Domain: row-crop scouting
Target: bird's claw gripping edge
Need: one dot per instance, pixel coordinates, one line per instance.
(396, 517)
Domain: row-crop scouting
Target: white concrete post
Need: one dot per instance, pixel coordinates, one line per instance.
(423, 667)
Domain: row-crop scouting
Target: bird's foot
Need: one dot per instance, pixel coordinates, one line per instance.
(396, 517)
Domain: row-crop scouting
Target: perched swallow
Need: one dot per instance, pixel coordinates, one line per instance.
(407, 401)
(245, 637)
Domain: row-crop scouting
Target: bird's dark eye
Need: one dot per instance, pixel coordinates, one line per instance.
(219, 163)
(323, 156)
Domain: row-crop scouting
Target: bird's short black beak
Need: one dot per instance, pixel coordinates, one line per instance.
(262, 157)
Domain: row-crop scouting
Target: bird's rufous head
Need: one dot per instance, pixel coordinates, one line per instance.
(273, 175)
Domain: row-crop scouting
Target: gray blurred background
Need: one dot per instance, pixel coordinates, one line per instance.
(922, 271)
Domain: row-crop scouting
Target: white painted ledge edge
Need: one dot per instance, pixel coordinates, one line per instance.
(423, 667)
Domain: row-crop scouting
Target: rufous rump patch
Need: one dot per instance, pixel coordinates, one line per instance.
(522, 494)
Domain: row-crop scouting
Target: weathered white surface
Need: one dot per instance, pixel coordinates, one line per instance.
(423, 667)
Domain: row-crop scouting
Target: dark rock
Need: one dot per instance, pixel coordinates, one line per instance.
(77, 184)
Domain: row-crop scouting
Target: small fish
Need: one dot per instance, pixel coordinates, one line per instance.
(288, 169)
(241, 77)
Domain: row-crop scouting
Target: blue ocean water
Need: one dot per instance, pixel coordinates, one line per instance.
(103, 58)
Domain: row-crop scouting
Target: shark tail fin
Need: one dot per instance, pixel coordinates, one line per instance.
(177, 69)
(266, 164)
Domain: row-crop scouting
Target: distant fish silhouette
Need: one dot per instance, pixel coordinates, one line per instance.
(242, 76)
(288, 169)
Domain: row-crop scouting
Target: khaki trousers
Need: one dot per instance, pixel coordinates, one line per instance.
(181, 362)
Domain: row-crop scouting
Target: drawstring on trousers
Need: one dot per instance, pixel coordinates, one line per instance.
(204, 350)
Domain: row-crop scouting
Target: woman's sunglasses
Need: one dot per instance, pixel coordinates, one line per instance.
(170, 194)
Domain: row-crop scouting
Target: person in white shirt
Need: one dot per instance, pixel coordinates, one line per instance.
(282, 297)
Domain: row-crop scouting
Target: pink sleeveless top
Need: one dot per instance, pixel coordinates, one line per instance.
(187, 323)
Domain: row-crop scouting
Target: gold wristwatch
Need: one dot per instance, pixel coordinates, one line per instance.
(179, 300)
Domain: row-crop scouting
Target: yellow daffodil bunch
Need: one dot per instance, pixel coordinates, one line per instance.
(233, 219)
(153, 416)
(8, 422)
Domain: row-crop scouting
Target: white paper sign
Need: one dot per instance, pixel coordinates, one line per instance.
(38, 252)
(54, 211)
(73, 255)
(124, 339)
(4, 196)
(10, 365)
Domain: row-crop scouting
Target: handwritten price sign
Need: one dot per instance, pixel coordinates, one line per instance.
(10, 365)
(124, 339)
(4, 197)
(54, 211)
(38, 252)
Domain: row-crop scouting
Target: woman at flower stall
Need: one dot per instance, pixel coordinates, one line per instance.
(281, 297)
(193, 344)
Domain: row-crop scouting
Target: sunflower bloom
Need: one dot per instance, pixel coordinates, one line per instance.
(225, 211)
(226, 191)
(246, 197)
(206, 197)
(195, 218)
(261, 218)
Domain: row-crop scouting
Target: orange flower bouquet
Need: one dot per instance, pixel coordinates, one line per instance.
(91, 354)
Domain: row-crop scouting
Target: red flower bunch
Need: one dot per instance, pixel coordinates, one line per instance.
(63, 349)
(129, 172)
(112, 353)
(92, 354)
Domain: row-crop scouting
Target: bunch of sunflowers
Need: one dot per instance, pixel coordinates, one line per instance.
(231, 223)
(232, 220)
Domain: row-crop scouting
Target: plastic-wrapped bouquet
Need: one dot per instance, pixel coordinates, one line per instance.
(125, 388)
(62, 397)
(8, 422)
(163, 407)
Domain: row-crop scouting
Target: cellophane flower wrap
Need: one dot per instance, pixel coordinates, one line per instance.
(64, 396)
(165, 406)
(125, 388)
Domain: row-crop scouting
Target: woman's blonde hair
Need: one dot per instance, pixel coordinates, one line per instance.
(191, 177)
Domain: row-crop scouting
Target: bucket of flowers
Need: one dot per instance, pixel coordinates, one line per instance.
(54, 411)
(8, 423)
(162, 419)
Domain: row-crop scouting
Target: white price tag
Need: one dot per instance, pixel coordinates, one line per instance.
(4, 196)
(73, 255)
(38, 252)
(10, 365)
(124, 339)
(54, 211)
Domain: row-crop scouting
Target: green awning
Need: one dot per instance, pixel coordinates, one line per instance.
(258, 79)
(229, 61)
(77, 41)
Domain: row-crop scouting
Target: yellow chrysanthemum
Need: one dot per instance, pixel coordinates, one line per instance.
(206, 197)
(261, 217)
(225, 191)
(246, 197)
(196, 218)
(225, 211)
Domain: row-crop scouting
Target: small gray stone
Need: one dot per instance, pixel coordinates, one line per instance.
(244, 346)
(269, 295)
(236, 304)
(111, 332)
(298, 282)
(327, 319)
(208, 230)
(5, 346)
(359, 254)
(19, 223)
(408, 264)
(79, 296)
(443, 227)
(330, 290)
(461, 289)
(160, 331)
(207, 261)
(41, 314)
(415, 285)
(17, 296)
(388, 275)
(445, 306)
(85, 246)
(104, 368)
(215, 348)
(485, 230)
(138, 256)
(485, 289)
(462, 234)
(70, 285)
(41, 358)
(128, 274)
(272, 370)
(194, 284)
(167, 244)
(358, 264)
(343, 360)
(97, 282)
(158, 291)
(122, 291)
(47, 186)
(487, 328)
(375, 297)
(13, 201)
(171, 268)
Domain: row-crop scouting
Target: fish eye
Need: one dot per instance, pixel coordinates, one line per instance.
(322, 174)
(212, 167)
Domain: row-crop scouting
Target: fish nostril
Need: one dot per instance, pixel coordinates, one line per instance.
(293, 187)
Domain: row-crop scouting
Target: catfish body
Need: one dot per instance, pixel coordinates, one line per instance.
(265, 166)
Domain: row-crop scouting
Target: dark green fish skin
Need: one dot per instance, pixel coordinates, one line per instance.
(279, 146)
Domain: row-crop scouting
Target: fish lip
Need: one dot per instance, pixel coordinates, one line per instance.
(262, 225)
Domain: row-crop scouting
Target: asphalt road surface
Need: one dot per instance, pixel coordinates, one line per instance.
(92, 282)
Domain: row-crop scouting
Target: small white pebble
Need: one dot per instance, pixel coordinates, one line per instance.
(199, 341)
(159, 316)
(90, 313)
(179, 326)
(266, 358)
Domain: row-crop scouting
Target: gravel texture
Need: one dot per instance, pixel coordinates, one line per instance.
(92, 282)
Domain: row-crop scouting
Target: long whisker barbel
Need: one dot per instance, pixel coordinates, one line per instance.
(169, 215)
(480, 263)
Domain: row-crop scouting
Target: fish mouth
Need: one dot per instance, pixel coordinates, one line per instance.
——————
All of the data must be written out again, exactly as it stands.

Domain: row-crop scouting
Target: bird's claw gripping edge
Need: one dot per instance, pixel coordinates, one line per instance.
(396, 517)
Domain: row-crop scouting
Target: white concrete post
Need: one dot per instance, pixel coordinates, one line per instance.
(423, 667)
Domain: row-crop scouting
Target: bird's foot
Need: one dot per instance, pixel coordinates, one line per instance.
(396, 517)
Domain: row-crop scouting
Target: perched swallow
Need: one dot per instance, pixel coordinates, one line per instance.
(407, 401)
(245, 637)
Domain: row-crop scouting
Target: bird's dark eye
Need: one dot per instance, pixel coordinates, one line per instance.
(219, 163)
(323, 156)
Domain: row-crop scouting
Target: bird's short black beak
Need: one dot per instance, pixel coordinates, one line per instance.
(262, 157)
Domain: row-crop scouting
Target: bird's rufous head
Need: one dot per instance, pixel coordinates, one line per instance.
(273, 175)
Domain: row-crop scouting
Target: gray blurred background
Need: one dot per instance, pixel coordinates, one line per instance.
(922, 271)
Domain: row-crop scouting
Target: white painted ledge edge
Need: one dot per instance, pixel coordinates, one line per instance.
(423, 667)
Domain: row-crop scouting
Target: rufous rump patch
Need: one dot per instance, pixel coordinates, one line per instance.
(522, 494)
Domain: row-crop scouting
Target: weathered white surface
Need: one dot per instance, pixel coordinates, one line per instance.
(423, 667)
Domain: row-crop scouting
Target: dark rock
Need: one dot per instance, pixel coordinates, one line per instance.
(77, 184)
Domain: row-crop scouting
Target: small fish
Need: one dot per instance, pixel coordinates, one line per instance.
(288, 169)
(241, 77)
Domain: row-crop scouting
Target: blue ocean water
Need: one dot per instance, pixel coordinates, one line per instance.
(103, 58)
Domain: row-crop scouting
Target: shark tail fin
Need: one dot per instance, pixel coordinates, one line per instance.
(177, 69)
(266, 164)
Domain: row-crop scouting
Target: distant fish silhouette
Need: one dot per instance, pixel coordinates, one line per instance.
(242, 76)
(288, 169)
Domain: row-crop scouting
Target: khaki trousers
Need: one dot per instance, pixel coordinates, one line per instance.
(181, 362)
Domain: row-crop scouting
Target: drawstring on trousers
Need: one dot per instance, pixel coordinates, one line per instance.
(204, 350)
Domain: row-crop scouting
Target: woman's sunglasses
Need: one dot per instance, pixel coordinates, one line per instance.
(170, 194)
Domain: row-crop scouting
Target: person in white shirt
Need: one dot per instance, pixel coordinates, one line per instance.
(282, 297)
Domain: row-crop scouting
Target: pink sleeveless top
Need: one dot per instance, pixel coordinates, one line per instance.
(187, 323)
Domain: row-crop scouting
Target: gold wristwatch
Need: one dot per instance, pixel coordinates, one line per instance.
(179, 300)
Domain: row-crop scouting
Target: yellow daffodil bunch
Need: one dot per instance, pixel coordinates, one line per instance.
(233, 219)
(153, 416)
(8, 422)
Domain: row-crop scouting
Target: white paper sign
Need: one dot per instance, pixel coordinates, one line per instance.
(38, 252)
(54, 211)
(73, 255)
(124, 339)
(4, 196)
(10, 365)
Domain: row-crop scouting
Target: handwritten price sign
Need: one dot per instance, pixel coordinates, one line per instance.
(10, 365)
(124, 339)
(4, 197)
(54, 211)
(38, 252)
Domain: row-crop scouting
Target: woman at flower stall
Need: one dot per instance, pixel coordinates, one line per instance.
(281, 297)
(193, 344)
Domain: row-crop scouting
Target: sunflower bloom
Need: one dot per instance, pixel coordinates, one line per instance.
(225, 211)
(226, 191)
(246, 197)
(206, 197)
(195, 218)
(261, 218)
Domain: row-crop scouting
Target: orange flower bouquet
Need: one dot per instance, pixel coordinates, one line per instance.
(91, 354)
Domain: row-crop scouting
Target: red flower bunch
Need: one dot per instance, pixel coordinates, one line per instance.
(63, 349)
(129, 172)
(112, 353)
(92, 354)
Domain: row-crop scouting
Target: bunch of sunflowers
Need: one dot per instance, pixel coordinates, one line per instance.
(231, 223)
(232, 220)
Domain: row-crop scouting
Target: plastic-wrapped bouquet
Need: one dot per instance, pixel coordinates, one line per instance.
(125, 388)
(62, 397)
(8, 422)
(163, 407)
Domain: row-crop scouting
Target: cellophane flower wrap
Need: one dot per instance, pixel coordinates, one line per instance.
(64, 396)
(165, 406)
(125, 388)
Domain: row-crop scouting
Target: woman's blonde hair
Need: one dot per instance, pixel coordinates, one line per instance.
(191, 177)
Domain: row-crop scouting
Target: bucket of flowers
Need: one dot per instance, pixel coordinates, one line per instance.
(54, 411)
(8, 423)
(162, 419)
Domain: row-crop scouting
Target: white price tag
Need: one dot per instance, pixel coordinates, one line per instance.
(4, 196)
(73, 255)
(38, 252)
(10, 365)
(124, 339)
(54, 211)
Domain: row-crop scouting
Target: green awning
Need: one dot per instance, pixel coordinates, one line per instance.
(258, 79)
(229, 61)
(77, 41)
Domain: row-crop scouting
Target: yellow chrysanthemum
Need: one dot per instance, pixel coordinates, one line per instance.
(206, 197)
(261, 217)
(225, 191)
(246, 197)
(196, 218)
(225, 211)
Domain: row-crop scouting
Target: small gray stone
Need: one dot per instance, pixel coordinates, one line per instance.
(244, 346)
(269, 295)
(236, 304)
(111, 332)
(298, 282)
(327, 319)
(208, 230)
(5, 346)
(359, 254)
(19, 223)
(408, 264)
(79, 296)
(443, 227)
(330, 290)
(461, 289)
(160, 331)
(207, 261)
(41, 314)
(415, 285)
(17, 296)
(388, 275)
(445, 306)
(85, 246)
(104, 368)
(215, 348)
(485, 230)
(138, 256)
(485, 289)
(462, 234)
(70, 285)
(41, 358)
(128, 274)
(272, 370)
(194, 284)
(167, 244)
(358, 264)
(343, 360)
(97, 282)
(158, 291)
(122, 291)
(47, 186)
(487, 328)
(375, 297)
(13, 201)
(171, 268)
Domain: row-crop scouting
Target: fish eye
Need: one dot per instance, pixel coordinates, one line per instance.
(322, 174)
(212, 167)
Domain: row-crop scouting
Target: fish nostril
Need: one dot per instance, pixel coordinates, one line per instance.
(293, 187)
Domain: row-crop scouting
Target: catfish body
Need: one dot per instance, pixel coordinates, one line per instance.
(265, 166)
Domain: row-crop scouting
Target: dark green fish skin
Need: one dot per instance, pixel coordinates, one line per instance.
(279, 146)
Domain: row-crop scouting
Target: fish lip
Need: one dot per instance, pixel coordinates, one line per instance.
(262, 225)
Domain: row-crop scouting
Target: asphalt road surface
Need: one dot per instance, pixel coordinates, one line per instance.
(92, 282)
Domain: row-crop scouting
Target: small white pebble
Need: one dot per instance, pixel coordinates, one line per instance.
(199, 341)
(159, 316)
(90, 313)
(179, 326)
(266, 358)
Domain: row-crop scouting
Target: gravel texture
Need: one dot per instance, pixel coordinates, one line per instance.
(92, 282)
Domain: row-crop scouting
Target: long whisker barbel
Need: one dot per instance, pixel coordinates, one line per instance.
(169, 215)
(480, 263)
Domain: row-crop scouting
Target: fish mouth
Need: one dot per instance, pixel coordinates, one line per instance.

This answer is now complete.